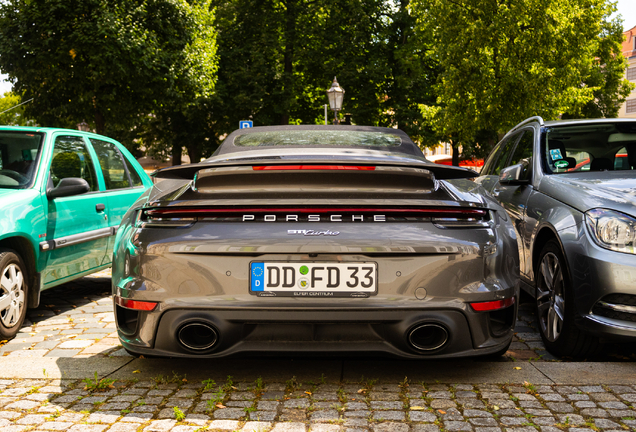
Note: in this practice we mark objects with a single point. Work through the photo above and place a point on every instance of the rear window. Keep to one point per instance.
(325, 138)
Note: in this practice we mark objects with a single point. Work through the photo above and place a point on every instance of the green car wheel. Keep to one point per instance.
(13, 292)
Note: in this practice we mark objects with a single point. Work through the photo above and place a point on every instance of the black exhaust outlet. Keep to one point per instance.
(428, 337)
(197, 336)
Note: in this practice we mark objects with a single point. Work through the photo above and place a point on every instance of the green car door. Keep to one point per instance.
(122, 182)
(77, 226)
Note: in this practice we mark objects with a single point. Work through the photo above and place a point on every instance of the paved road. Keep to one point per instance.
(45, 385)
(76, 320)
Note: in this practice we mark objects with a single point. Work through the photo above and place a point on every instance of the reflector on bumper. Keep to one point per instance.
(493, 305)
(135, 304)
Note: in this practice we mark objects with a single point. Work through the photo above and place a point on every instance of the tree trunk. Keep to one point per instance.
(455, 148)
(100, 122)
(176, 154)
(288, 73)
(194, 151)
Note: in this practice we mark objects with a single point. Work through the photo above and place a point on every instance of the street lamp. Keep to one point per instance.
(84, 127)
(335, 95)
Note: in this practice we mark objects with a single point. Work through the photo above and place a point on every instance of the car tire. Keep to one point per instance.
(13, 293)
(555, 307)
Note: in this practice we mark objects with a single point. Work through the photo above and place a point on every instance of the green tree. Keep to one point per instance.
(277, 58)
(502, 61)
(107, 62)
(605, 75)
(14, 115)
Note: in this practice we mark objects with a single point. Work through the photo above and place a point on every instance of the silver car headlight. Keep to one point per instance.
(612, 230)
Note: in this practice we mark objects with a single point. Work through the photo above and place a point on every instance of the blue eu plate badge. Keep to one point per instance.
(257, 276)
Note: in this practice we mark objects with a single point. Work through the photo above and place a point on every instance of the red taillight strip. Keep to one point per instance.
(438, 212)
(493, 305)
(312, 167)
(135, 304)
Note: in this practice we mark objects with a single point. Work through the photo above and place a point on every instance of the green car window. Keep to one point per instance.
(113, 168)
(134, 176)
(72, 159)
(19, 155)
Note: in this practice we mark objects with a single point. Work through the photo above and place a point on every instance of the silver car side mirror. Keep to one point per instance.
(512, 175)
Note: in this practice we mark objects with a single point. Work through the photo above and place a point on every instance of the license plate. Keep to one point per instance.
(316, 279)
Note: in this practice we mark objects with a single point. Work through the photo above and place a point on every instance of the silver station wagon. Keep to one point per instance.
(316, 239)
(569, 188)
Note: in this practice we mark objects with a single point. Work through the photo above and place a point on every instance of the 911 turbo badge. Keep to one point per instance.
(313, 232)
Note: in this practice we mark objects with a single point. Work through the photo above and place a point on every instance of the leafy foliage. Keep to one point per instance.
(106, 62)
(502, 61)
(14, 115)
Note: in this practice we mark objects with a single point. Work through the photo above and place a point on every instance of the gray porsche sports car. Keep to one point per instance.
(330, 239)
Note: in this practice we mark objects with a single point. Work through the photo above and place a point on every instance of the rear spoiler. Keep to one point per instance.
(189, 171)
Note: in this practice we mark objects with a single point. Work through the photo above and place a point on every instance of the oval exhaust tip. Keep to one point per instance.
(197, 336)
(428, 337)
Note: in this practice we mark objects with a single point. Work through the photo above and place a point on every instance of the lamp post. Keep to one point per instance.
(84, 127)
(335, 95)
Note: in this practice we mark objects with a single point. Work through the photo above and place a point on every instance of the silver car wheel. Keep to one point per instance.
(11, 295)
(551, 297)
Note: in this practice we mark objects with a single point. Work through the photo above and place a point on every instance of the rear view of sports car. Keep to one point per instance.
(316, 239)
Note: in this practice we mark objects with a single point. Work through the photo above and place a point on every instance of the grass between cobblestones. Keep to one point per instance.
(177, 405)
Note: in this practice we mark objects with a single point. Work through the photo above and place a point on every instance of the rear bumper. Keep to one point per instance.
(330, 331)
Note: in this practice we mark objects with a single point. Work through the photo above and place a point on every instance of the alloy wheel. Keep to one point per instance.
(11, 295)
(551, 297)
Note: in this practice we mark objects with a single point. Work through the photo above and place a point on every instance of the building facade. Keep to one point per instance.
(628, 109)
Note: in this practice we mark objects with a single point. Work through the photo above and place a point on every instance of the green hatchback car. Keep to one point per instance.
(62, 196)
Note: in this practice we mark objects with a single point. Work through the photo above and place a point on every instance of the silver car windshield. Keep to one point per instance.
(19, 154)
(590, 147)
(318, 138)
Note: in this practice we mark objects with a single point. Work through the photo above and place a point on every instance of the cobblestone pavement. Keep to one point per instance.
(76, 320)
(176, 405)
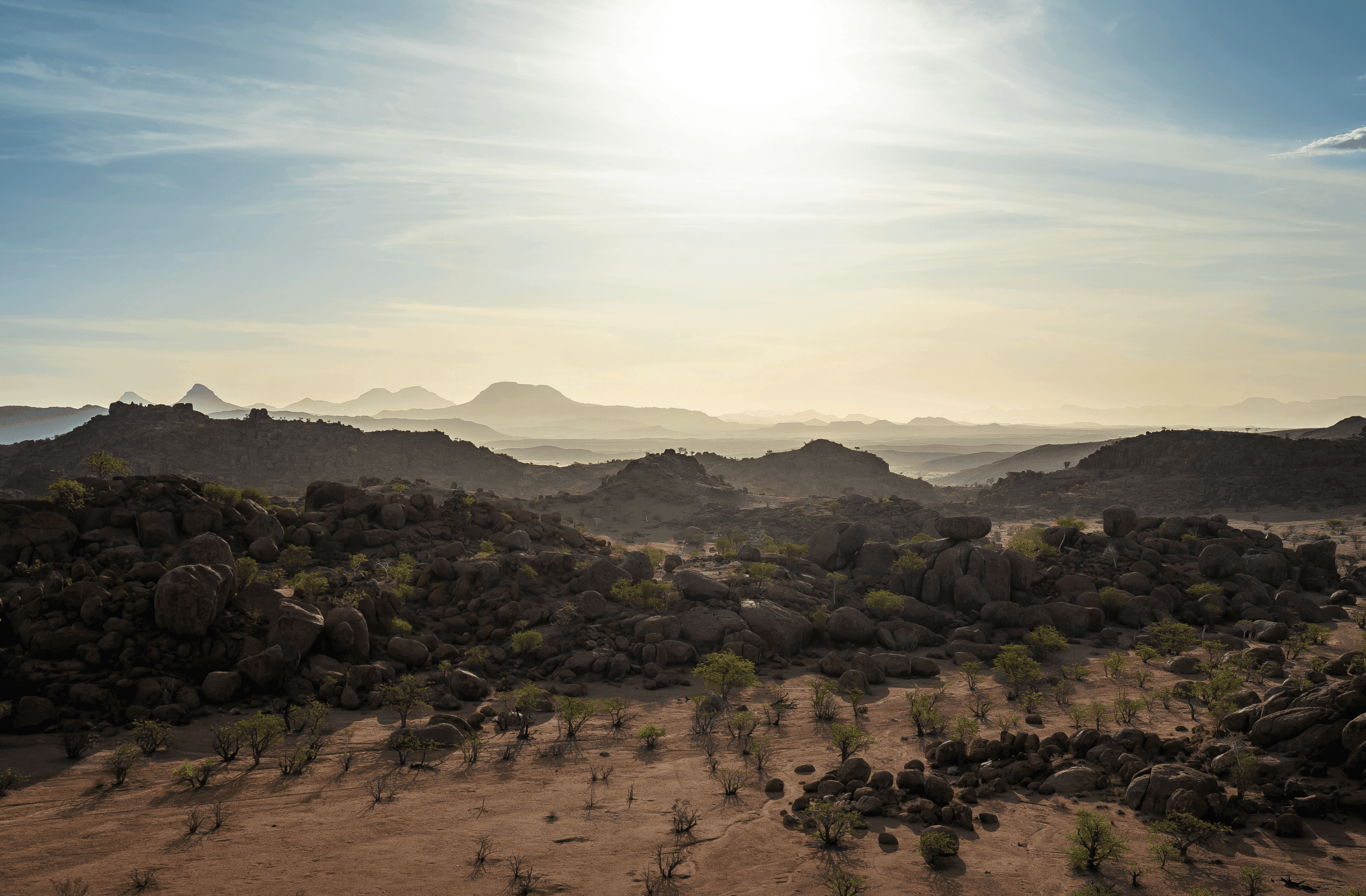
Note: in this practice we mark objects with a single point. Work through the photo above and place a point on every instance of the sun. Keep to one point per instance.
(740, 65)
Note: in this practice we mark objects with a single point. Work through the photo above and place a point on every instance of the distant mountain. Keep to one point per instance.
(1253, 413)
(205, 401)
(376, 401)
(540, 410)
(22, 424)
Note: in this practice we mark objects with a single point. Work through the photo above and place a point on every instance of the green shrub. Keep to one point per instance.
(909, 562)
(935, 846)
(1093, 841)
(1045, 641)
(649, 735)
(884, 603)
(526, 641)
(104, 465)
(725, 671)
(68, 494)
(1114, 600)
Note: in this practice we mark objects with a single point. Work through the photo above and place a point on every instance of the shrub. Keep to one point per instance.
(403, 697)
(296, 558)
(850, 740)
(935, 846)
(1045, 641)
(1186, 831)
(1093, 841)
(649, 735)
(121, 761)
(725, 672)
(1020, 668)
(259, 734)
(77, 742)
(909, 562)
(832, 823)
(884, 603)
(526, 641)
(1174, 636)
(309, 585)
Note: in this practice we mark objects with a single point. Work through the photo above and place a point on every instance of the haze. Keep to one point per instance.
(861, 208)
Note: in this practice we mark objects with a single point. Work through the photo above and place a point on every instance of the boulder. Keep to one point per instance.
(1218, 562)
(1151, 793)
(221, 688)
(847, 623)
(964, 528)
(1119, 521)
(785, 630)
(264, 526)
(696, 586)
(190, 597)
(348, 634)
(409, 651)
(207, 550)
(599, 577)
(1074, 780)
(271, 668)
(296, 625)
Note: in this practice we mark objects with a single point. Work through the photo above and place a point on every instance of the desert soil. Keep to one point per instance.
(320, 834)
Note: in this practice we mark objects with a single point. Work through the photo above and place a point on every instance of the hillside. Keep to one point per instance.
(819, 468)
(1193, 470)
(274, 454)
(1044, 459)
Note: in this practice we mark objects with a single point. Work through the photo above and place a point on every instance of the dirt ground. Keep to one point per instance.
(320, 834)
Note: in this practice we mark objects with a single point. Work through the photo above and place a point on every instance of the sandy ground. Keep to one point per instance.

Task description
Write out all the entries again, word for word, and print no images.

Answer for the task
Note: in this practice we mark objects with a single point. Work through the photo above and place a point on every instance of the rear window. Keep to one point per instance.
(325, 138)
Note: in this practice we mark objects with a single point. Work through the photo above and place a point on every instance of the green car wheel. Keep to one point per instance.
(13, 292)
Note: in this practice we mark objects with a single point. Work through the photo above and place a point on every instance of the black exhaust outlet. Keep to one point per instance.
(428, 337)
(197, 336)
Note: in this practice we mark objects with a single point. Work through the photo above and place a point on every instance of the green car door. Keep to one point per instance.
(122, 182)
(77, 226)
Note: in this practice we mark objects with a single point. Work through the photo above and place a point on every instance of the paved road. Keep to one point per instance.
(45, 385)
(76, 320)
Note: in this practice we mark objects with a single point. Work through the photo above and place a point on every instance of the reflector on bumper. Keep to one point per instance.
(493, 305)
(135, 304)
Note: in this practice we mark objects with a single point. Work through the photo above and place a point on every instance of the tree trunk. Keep to one point per instance.
(455, 148)
(100, 122)
(176, 154)
(288, 73)
(194, 151)
Note: in this practice we mark objects with a single point. Work through the photo above and place a point on every instance of the street lamp. Keep to one point per instance.
(84, 127)
(335, 95)
Note: in this practice we mark objects with a single point. Work through the photo above and place a point on every instance of the car tire. Keep to one point per instance.
(13, 293)
(555, 307)
Note: in this practice we mark objects with a single point. Work through the photo above and place a point on every instance of the green tree. Keep to one point per instance.
(277, 58)
(502, 61)
(107, 62)
(605, 75)
(14, 115)
Note: in this practice we mark objects with a single point. Work through the photo above and place a point on every instance of the silver car headlight. Keep to one point per instance.
(612, 230)
Note: in this practice we mark objects with a single point. Work through the photo above and place a point on every instance of the blue eu plate badge. Keep to one point per instance.
(257, 276)
Note: in this practice we mark objects with a single point. Work through the photo above and place a point on every instance of the red taillight strip. Keep to one point per instance.
(438, 212)
(493, 305)
(312, 167)
(135, 304)
Note: in this practice we mark objects with a single point. Work through the photo above and place a point on every instance of the green car window. Keep to one point per instance.
(113, 168)
(134, 176)
(72, 159)
(19, 155)
Note: in this practice we mark objects with a single point. Work through the photo above and place a point on every instance of the silver car side mirror. Keep to one point per instance.
(512, 175)
Note: in this practice we mark objects with a single point. Work through the photo above and place a point on every instance of the license plate. Keep to one point per instance.
(316, 279)
Note: in this practice we mark objects with a single point. Work through the photo above and place a point on every instance of the silver station wagon. Keep to one point per instance.
(316, 239)
(569, 188)
Note: in this practice we mark objects with a single point. Work through the photo above and place a point on every instance of the 911 turbo badge. Keep to one point per instance.
(313, 232)
Note: in this practice we mark objects with a single point. Work through the photo above and place a point on every instance of the leafy foliage. Keep to one point per instance.
(106, 62)
(502, 61)
(14, 115)
Note: in this practice we mark objects with a single point. Work through the photo above and place a point on every instance of the gray porsche sports car. Keep to one point per instance.
(330, 239)
Note: in this practice we mark objects with a single point. Work through the photo above and place a point on every instance of the rear spoiler. Keep to one point per instance.
(189, 171)
Note: in this practice we mark objects with a single point. Work through the photo above and place a point on every instance of the oval exhaust tip. Keep to one point per instance.
(197, 336)
(428, 337)
Note: in this practice we mark objects with a single point. Work through the photo above and place a point on every instance of the lamp post. Keep to one point per instance.
(84, 127)
(335, 95)
Note: in this practice we mark objects with a single point. Work through the photo above and place a point on every instance of the silver car wheel. Keep to one point per instance.
(11, 295)
(551, 297)
Note: in this practice we mark objects with a single point. Work through the photo above and place a point on every instance of the rear view of sports car. Keep to one point per instance.
(316, 239)
Note: in this practice we mark objects with a single point. Work through the photo above and place a point on every instance of the grass between cobblestones. Keep to one point per instance.
(177, 405)
Note: in this practice we mark objects with a single point. Work through the photo above and place a point on every instance of the rear bumper. Keep to one point per instance.
(330, 331)
Note: in this practice we mark objects with a single point. Work through the photo above and place a point on every instance of the alloy wheel. Keep to one point per instance.
(11, 295)
(551, 297)
Note: in this practice we mark objects with a single point. Work through the photo above and place a point on every instance of the building facade. Keep to one point per instance.
(628, 109)
Note: in this practice we mark objects with a single point. Work through the photo above and place a point on every instance of the green hatchback car. Keep to one point per instance.
(62, 196)
Note: in this practice we mark objects with a single point. Work through the photo above and place a point on every instance of the silver car windshield. Keep to one point per instance.
(19, 154)
(590, 147)
(318, 138)
Note: in this practice we mark objects with a single point. Work through the photo above and place a point on every instance of the cobblestone pavement. Keep to one point per instance.
(76, 320)
(176, 405)
Note: in this practice we mark objects with a single point. Work through the photo above and place a point on every instance of the sun. Keep to one point per instance.
(740, 65)
Note: in this practice we mark objects with a single point. Work through the photo above and place a point on every instance of the distant mountain. Keep to one point per instance.
(1253, 413)
(205, 401)
(376, 401)
(540, 410)
(22, 424)
Note: in this practice we mark objects with a single point. Work through the photo above and place a point on every instance of the green shrub. Keep to one point per instance.
(909, 562)
(935, 846)
(1093, 841)
(1045, 641)
(649, 735)
(884, 603)
(526, 641)
(104, 465)
(725, 671)
(68, 494)
(1114, 600)
Note: in this practice we mark objects with a single point. Work through the photo above and place a point on every instance of the shrub. Keep to one point per instance.
(403, 697)
(296, 558)
(850, 740)
(935, 846)
(1045, 641)
(1186, 831)
(1093, 841)
(649, 735)
(121, 761)
(725, 672)
(1020, 668)
(259, 734)
(77, 742)
(909, 562)
(832, 823)
(884, 603)
(526, 641)
(1174, 636)
(309, 585)
Note: in this practice we mark objects with a single point. Work through the photo above and place a point on every instance of the haze. Keep to one point per instance.
(861, 208)
Note: in this practice we mark objects with a single point. Work through the photo above and place a point on every instance of the boulder. Keep to one point per instance.
(1218, 562)
(1151, 793)
(221, 688)
(847, 623)
(964, 528)
(1119, 521)
(785, 630)
(264, 526)
(696, 586)
(190, 597)
(348, 634)
(409, 651)
(207, 550)
(599, 577)
(1074, 780)
(271, 668)
(296, 625)
Note: in this practice we mark objects with a single point. Work through the photo above and place a point on every instance of the desert soil. Keep to one point per instance.
(320, 834)
Note: in this practice we mark objects with a single point. Work through the photo above and place a point on every instance of the hillside. Keep to one point per instance.
(819, 468)
(1193, 470)
(274, 454)
(1044, 459)
Note: in this practice we mark objects with a single point. Work through the photo above and place a point on every instance of the dirt ground. Keep to one point per instance.
(320, 834)
Note: in this practice we mark objects with a single point. Work through the photo above and place a point on every instance of the sandy ground. Keep to one point per instance.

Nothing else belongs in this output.